• [EXERCISE DESCRIPTION]
Look below for the line with "Identify one point on each instance of the tree line". Extract that line and each one after it through the last, word for word.
----- INFORMATION GIVEN -----
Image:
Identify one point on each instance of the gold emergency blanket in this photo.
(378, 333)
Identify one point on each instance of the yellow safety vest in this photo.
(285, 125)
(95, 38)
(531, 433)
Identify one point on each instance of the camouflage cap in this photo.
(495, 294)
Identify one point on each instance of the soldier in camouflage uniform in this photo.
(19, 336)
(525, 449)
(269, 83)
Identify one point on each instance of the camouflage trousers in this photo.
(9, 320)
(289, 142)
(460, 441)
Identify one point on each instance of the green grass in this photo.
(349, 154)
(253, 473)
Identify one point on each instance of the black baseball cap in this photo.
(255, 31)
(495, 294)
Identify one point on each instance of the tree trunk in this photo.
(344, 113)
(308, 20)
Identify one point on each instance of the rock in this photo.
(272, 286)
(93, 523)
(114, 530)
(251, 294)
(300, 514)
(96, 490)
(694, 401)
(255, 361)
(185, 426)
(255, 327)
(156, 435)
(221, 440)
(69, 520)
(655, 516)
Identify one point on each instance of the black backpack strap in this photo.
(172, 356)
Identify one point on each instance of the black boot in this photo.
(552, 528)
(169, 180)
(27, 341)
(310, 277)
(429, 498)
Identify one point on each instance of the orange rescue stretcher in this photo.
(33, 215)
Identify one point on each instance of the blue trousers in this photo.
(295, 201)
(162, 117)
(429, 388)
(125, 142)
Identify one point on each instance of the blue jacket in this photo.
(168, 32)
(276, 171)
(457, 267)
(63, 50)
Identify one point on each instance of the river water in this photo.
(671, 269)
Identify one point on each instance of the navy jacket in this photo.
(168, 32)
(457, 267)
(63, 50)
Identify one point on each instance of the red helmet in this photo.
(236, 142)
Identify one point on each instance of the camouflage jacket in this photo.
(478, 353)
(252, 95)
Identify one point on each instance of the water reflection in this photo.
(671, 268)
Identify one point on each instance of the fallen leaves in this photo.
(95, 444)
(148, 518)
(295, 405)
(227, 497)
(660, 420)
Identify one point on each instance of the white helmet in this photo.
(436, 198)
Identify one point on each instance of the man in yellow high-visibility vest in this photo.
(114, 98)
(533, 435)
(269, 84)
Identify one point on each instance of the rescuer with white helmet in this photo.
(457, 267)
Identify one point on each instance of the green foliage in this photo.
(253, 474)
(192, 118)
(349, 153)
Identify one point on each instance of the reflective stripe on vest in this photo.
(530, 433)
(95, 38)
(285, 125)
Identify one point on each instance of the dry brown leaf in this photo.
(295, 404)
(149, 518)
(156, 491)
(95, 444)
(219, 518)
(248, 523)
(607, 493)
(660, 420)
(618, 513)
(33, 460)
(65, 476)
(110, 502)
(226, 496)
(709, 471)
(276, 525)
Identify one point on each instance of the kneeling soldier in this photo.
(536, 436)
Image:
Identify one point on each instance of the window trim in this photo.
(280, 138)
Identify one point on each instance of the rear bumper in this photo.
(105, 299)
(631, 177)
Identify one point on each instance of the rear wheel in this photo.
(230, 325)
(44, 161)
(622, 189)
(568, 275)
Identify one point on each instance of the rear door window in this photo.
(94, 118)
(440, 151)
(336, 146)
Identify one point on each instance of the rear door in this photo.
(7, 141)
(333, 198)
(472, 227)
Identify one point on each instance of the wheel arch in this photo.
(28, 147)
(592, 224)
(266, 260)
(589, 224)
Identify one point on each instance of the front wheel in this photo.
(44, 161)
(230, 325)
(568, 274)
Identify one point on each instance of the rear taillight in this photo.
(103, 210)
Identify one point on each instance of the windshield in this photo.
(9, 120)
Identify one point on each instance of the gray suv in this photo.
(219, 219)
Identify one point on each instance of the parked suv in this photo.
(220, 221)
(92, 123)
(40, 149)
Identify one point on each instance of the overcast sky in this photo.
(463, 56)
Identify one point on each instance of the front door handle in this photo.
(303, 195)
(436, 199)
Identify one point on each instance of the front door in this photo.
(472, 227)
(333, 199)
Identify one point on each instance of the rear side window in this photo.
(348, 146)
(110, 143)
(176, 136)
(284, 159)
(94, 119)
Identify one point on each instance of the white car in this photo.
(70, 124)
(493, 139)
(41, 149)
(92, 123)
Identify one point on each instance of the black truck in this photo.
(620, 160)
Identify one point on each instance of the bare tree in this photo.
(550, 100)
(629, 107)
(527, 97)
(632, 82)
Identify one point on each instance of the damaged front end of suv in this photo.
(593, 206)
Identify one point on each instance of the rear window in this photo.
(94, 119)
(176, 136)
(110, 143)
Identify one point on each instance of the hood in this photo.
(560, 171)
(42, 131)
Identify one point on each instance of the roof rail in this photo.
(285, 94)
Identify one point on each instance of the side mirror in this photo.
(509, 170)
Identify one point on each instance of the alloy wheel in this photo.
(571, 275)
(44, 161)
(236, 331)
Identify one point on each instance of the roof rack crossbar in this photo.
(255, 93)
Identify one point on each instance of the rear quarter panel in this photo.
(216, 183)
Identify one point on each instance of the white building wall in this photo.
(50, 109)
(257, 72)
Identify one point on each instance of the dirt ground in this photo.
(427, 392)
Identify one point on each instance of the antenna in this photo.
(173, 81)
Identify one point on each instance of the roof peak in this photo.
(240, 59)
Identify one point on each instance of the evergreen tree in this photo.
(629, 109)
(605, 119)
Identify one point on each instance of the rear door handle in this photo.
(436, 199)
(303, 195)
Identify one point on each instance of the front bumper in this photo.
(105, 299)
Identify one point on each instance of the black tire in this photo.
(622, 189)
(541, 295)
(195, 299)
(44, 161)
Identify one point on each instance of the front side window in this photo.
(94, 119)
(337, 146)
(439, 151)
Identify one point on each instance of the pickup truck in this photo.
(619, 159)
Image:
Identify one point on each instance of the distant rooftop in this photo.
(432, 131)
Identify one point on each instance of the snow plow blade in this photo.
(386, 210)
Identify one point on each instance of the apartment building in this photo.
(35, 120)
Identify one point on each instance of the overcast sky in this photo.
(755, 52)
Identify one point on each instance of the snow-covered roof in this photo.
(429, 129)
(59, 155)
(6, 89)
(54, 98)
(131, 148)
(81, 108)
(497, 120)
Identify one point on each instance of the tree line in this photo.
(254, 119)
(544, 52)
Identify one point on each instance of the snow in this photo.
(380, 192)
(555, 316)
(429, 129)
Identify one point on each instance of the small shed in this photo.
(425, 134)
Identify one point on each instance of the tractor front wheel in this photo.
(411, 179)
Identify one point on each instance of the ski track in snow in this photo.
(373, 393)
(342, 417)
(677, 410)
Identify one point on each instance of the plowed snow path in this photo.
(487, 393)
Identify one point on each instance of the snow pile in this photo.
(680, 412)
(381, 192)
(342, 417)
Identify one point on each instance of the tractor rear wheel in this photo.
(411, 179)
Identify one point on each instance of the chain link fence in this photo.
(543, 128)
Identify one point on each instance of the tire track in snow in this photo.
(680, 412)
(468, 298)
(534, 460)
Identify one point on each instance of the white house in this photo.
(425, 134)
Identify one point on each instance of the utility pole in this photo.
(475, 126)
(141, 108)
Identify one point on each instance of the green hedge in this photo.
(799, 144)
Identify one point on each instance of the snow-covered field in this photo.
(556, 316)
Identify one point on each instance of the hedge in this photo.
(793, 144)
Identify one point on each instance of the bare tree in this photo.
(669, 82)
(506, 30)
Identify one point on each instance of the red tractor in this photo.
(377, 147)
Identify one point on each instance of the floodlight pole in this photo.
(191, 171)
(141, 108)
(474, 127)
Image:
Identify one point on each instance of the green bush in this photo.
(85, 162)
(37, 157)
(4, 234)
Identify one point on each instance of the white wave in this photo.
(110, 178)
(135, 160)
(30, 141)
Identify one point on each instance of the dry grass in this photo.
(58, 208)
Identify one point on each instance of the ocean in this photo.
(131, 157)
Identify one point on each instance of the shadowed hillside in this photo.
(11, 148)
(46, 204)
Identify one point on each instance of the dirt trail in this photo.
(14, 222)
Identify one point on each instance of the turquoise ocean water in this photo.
-----
• [FINISHED ANSWER]
Identify one point on each instance of the tree line in this photo.
(254, 119)
(544, 52)
Identify one point on each instance of the snow in this photo.
(380, 192)
(555, 316)
(429, 129)
Identify one point on each instance of the small shed in this photo.
(425, 134)
Identify one point on each instance of the tractor front wheel in this photo.
(411, 179)
Identify one point on each instance of the ski track in snow in this photo.
(373, 393)
(342, 417)
(677, 410)
Identify one point on each instance of the plowed snow path in this photo.
(487, 393)
Identify one point on each instance of the snow pile in this photo.
(680, 412)
(381, 192)
(342, 417)
Identify one point on each instance of the tractor rear wheel in this photo.
(411, 179)
Identify one point on each instance of the chain link fence in this photo.
(543, 128)
Identify one point on each instance of the tire track in snow in this photo.
(680, 412)
(468, 298)
(534, 460)
Identify one point on each instance of the white house in this photo.
(425, 134)
Identify one point on each instance of the utility pole in this photo.
(475, 126)
(141, 108)
Identify one point on each instance of the green hedge in this photo.
(799, 144)
Identify one point on each instance of the snow-covered field in this photo.
(556, 316)
Identify one point on each instance of the hedge in this photo.
(793, 144)
Identify one point on each instance of the bare tree in this photo.
(669, 82)
(506, 30)
Identify one point on each instance of the red tractor in this photo.
(377, 147)
Identify one point on each instance of the floodlight pole in this photo.
(191, 171)
(141, 108)
(474, 127)
Image:
Identify one point on each instance of the green bush in this photo.
(85, 162)
(37, 157)
(4, 234)
Identify one point on each instance of the white wave in this photo.
(110, 178)
(135, 160)
(30, 141)
Identify one point on each instance of the dry grass in this photo.
(58, 208)
Identify one point on each instance of the ocean in this photo.
(131, 157)
Identify one point on each instance of the shadowed hillside in this photo.
(11, 148)
(46, 204)
Identify one point on each instance of the dirt trail in this photo.
(14, 222)
Identify one point on each instance of the turquoise ocean water in this photo.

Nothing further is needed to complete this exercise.